[[ INPUT FOR THIS TASK, beginning ]]

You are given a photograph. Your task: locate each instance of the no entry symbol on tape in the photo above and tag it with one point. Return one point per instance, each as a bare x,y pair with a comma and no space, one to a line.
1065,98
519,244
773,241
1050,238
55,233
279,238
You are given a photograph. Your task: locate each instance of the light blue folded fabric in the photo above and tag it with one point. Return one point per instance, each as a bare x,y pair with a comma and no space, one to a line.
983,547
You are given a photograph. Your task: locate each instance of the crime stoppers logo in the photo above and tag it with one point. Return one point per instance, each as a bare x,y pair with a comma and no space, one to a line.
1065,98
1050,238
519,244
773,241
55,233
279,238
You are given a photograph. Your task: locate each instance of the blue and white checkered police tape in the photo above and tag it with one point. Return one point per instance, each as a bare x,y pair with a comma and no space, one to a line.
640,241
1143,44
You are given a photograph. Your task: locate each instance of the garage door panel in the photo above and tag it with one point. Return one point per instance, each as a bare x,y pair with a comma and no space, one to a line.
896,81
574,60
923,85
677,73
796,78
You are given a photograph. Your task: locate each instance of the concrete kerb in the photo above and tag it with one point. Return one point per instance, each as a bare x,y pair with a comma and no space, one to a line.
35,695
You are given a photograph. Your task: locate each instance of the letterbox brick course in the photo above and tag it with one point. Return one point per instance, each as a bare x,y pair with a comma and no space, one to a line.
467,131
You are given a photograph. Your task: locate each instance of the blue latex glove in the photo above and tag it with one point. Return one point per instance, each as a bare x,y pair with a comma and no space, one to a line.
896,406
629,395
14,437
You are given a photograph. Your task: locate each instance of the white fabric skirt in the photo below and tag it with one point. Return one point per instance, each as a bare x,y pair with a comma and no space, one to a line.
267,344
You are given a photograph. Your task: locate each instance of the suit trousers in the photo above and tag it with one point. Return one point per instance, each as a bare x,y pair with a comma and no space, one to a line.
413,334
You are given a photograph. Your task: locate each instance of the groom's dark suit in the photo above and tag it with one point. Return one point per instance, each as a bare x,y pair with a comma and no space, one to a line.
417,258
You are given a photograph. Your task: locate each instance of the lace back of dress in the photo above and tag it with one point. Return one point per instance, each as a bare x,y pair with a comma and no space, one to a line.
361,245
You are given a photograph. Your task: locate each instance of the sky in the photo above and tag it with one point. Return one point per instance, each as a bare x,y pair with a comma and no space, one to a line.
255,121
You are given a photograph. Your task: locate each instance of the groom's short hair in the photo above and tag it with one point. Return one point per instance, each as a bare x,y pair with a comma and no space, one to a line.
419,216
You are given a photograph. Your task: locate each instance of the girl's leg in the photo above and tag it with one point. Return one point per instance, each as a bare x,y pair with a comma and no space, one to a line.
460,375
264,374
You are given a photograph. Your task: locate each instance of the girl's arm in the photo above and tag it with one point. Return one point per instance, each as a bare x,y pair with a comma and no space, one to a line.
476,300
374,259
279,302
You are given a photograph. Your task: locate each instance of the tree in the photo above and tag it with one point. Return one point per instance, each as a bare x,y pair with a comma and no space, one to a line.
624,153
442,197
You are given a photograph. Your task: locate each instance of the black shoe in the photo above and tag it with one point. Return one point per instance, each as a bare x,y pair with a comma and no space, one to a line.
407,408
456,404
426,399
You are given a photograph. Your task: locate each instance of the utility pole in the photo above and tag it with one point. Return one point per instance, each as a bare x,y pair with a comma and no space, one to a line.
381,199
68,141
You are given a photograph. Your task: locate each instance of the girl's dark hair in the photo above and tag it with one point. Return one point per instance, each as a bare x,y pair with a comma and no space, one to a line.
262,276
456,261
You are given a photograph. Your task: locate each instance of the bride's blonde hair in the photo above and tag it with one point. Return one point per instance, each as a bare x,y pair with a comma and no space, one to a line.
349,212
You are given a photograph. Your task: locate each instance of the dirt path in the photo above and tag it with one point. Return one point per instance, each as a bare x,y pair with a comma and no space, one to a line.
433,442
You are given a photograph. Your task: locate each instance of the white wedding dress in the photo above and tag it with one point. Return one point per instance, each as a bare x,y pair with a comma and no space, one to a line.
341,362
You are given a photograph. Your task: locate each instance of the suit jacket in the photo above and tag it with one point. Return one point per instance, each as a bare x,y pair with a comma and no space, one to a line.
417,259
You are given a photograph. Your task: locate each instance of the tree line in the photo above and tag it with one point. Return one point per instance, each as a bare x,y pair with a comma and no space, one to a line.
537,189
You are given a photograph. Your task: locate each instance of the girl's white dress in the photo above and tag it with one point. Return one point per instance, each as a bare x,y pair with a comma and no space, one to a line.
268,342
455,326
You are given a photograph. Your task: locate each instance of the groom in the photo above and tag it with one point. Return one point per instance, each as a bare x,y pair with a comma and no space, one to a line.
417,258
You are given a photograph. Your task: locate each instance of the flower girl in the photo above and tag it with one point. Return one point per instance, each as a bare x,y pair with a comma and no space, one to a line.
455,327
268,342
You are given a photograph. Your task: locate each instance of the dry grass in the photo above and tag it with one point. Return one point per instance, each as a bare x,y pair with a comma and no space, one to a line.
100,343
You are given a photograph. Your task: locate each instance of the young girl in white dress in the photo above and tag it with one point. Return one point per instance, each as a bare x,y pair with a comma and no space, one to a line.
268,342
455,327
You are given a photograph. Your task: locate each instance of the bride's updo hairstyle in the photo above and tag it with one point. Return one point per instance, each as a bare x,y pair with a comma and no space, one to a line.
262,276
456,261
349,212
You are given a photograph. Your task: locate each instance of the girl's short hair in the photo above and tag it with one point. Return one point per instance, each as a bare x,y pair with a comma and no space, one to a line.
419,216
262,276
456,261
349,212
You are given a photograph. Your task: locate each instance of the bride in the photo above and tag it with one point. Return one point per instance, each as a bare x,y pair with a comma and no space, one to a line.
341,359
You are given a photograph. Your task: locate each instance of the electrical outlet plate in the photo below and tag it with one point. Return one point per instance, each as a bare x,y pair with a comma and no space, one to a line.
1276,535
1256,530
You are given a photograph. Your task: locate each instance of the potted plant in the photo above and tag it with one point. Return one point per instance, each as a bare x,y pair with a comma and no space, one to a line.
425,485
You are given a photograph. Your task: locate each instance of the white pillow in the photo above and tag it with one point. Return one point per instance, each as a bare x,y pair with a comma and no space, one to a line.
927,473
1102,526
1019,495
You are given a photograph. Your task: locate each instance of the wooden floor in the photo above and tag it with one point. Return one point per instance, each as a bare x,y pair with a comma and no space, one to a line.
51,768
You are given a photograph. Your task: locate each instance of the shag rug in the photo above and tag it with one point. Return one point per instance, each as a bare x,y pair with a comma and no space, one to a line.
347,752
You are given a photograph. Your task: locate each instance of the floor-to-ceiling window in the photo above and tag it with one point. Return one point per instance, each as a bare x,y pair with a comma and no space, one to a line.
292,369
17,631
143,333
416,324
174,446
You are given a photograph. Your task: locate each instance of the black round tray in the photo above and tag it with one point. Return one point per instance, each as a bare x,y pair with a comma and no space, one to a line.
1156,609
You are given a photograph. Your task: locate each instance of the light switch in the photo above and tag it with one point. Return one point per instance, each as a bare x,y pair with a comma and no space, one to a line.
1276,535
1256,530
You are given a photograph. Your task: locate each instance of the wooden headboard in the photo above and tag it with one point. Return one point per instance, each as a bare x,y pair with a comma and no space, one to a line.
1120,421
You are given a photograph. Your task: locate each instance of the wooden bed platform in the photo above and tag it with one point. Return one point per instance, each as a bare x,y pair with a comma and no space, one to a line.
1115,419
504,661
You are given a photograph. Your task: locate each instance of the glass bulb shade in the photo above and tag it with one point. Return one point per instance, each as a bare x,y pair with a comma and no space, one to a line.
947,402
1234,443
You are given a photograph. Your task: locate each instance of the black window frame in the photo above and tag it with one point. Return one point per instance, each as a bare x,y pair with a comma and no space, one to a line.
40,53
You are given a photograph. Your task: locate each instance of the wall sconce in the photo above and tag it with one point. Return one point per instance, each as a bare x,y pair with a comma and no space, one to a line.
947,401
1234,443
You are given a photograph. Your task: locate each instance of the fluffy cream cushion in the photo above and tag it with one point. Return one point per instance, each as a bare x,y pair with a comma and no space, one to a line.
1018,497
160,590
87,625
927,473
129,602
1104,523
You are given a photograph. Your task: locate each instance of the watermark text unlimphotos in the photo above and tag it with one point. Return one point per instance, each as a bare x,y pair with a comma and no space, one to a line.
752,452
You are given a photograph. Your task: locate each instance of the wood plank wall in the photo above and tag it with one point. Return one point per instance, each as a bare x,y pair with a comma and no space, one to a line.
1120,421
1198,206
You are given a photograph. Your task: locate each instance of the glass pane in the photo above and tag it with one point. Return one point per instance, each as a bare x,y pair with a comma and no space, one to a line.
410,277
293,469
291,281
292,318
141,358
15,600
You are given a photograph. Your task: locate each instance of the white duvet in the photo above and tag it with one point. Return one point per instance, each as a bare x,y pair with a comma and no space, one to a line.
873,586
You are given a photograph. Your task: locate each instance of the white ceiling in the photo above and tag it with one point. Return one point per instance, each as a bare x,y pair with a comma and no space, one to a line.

[[ INPUT FOR THIS TASK, end ]]

The required result is an exact repetition of the lines from the one containing "the glass pane" through the last line of the data.

(RESULT):
You are given a photograph. Your task: locate each instance of the glass pane in the photo above and tag it with one point. Return one point per instance, each as a bare x,y pair with a comma and no space, one to a line.
410,277
293,469
291,281
292,318
141,358
15,600
You are given a photograph. Your task: locate each instance of the white duvet in the photo above and tag it with one point. Return one point per instance, each as a bare x,y pair with a comma and no space, one to a line.
873,586
You are given a photograph. Your task: locate each instance of the white ceiling in the photo above and tag it with one point. Return one point per instance, each as a bare x,y pair with a comma and no space, one to a line.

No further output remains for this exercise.